*Problem description*
Rewrite the records below so that every "find_objects" becomes "detect_objects", leaving everything else untouched.

*Input material*
================================

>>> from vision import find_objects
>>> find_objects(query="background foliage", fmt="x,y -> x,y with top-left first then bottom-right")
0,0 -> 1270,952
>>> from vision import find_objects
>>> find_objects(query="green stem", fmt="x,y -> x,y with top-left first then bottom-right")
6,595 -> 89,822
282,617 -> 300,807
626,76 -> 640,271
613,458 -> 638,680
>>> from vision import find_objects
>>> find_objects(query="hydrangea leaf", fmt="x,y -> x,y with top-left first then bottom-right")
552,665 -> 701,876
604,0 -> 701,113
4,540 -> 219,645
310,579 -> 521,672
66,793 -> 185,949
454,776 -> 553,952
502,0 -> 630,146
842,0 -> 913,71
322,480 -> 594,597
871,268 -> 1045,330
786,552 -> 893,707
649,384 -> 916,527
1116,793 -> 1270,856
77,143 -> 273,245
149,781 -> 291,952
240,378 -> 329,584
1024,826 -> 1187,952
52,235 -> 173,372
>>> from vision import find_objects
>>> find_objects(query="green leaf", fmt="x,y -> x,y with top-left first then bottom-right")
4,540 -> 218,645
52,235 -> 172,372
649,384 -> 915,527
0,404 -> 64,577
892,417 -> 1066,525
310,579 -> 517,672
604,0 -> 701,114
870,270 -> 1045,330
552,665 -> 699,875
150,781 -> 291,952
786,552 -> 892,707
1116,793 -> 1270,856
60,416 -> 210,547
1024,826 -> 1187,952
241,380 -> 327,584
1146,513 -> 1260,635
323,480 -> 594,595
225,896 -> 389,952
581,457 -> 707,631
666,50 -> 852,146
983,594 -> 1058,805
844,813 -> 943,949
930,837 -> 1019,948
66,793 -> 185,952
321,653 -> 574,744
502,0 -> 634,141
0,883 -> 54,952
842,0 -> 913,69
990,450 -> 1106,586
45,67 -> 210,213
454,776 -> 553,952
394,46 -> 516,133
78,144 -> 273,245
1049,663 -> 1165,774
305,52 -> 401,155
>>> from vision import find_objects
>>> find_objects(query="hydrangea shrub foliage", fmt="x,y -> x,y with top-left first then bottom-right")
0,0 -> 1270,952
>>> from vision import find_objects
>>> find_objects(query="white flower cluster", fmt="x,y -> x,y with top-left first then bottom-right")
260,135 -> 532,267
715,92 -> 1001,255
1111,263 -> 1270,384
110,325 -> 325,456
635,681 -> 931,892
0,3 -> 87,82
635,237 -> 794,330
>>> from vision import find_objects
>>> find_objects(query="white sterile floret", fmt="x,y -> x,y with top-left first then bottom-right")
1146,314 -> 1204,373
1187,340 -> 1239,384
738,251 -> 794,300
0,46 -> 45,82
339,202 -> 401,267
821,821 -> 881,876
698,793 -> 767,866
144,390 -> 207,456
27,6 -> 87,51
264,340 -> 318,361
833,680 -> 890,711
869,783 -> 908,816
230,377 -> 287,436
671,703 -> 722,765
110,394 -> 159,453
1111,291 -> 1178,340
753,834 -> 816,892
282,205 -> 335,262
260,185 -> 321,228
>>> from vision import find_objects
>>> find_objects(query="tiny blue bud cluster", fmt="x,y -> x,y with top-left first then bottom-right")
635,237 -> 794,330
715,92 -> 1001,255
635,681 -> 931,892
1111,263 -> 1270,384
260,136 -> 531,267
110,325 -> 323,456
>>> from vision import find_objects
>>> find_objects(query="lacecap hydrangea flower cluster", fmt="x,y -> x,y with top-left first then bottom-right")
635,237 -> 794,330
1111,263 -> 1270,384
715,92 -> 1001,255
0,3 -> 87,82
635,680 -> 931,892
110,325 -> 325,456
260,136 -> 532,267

================================

*Task solution*
>>> from vision import detect_objects
>>> detect_objects(query="background foliage", fmt="x,y -> x,y with top-left first then bottom-right")
0,0 -> 1270,952
>>> from vision import detect_objects
>>> detect_objects(query="green stem", fmt="x,y -> x,y with top-left first then bottom-right")
6,595 -> 89,822
282,617 -> 300,807
626,76 -> 640,271
613,458 -> 638,680
>>> from vision import detect_objects
>>> detect_objects(query="hydrangea leaf", fmt="x,y -> x,y with top-left first then bottom-right")
552,665 -> 701,876
604,0 -> 701,113
4,540 -> 219,645
310,579 -> 521,672
66,793 -> 185,949
454,776 -> 553,952
502,0 -> 630,146
842,0 -> 913,71
322,480 -> 594,597
871,268 -> 1045,330
786,552 -> 893,707
649,384 -> 916,527
1116,793 -> 1270,856
77,143 -> 273,245
149,781 -> 291,952
240,378 -> 329,584
1024,826 -> 1187,952
52,235 -> 173,372
>>> from vision import detect_objects
>>> detect_objects(query="green leaf", fmt="x,y -> x,y with top-left first then bottom-right")
4,540 -> 218,645
52,235 -> 172,372
649,384 -> 915,527
0,404 -> 64,577
892,417 -> 1066,525
310,579 -> 517,672
604,0 -> 701,114
870,270 -> 1045,330
552,665 -> 699,875
150,781 -> 291,952
786,552 -> 892,707
1116,793 -> 1270,856
60,416 -> 210,547
1024,826 -> 1187,952
241,380 -> 327,584
1146,513 -> 1260,635
323,480 -> 594,595
225,896 -> 389,952
581,457 -> 707,631
666,50 -> 852,146
983,594 -> 1058,805
844,813 -> 943,949
930,837 -> 1019,948
66,793 -> 185,952
321,653 -> 574,744
502,0 -> 634,141
0,883 -> 54,952
842,0 -> 913,69
990,450 -> 1106,586
45,67 -> 210,213
454,776 -> 553,952
394,46 -> 516,133
78,144 -> 273,245
1049,663 -> 1165,774
305,52 -> 401,155
>>> from vision import detect_objects
>>> detect_objects(query="hydrangea shrub foliage", fmt="x,y -> x,y with top-left first then bottom-right")
0,0 -> 1270,952
>>> from vision import detect_objects
>>> detect_objects(query="white flower cluster", fmt="x,y -> x,y with top-left first then bottom-right")
260,135 -> 532,267
715,92 -> 1001,255
1111,263 -> 1270,384
110,325 -> 325,456
635,681 -> 931,892
0,3 -> 87,82
635,237 -> 794,330
>>> from vision import detect_objects
>>> detect_objects(query="white sterile floret", fmt="x,y -> x,y with top-left first then bottom-right")
1146,314 -> 1204,373
1187,340 -> 1239,384
738,251 -> 794,300
0,46 -> 45,82
339,202 -> 401,267
821,821 -> 881,876
698,793 -> 767,866
144,390 -> 207,456
27,6 -> 87,51
264,340 -> 318,361
833,680 -> 890,711
869,783 -> 908,816
230,377 -> 287,436
671,703 -> 722,765
110,394 -> 159,453
1111,291 -> 1178,340
753,834 -> 816,892
282,205 -> 335,262
260,185 -> 321,228
>>> from vision import detect_objects
>>> detect_objects(query="tiny blue bud cluster", fmt="x,y -> x,y with top-left first then bottom-right")
635,237 -> 794,330
715,92 -> 1001,255
635,681 -> 931,892
1111,263 -> 1270,384
260,136 -> 531,267
110,325 -> 323,456
>>> from vision import detect_objects
>>> detect_objects(query="lacecap hydrangea flower cluster", fmt="x,y -> x,y with top-left first then bottom-right")
635,237 -> 794,330
1111,263 -> 1270,384
715,92 -> 1001,255
0,3 -> 87,82
635,680 -> 931,892
110,325 -> 325,456
260,136 -> 532,267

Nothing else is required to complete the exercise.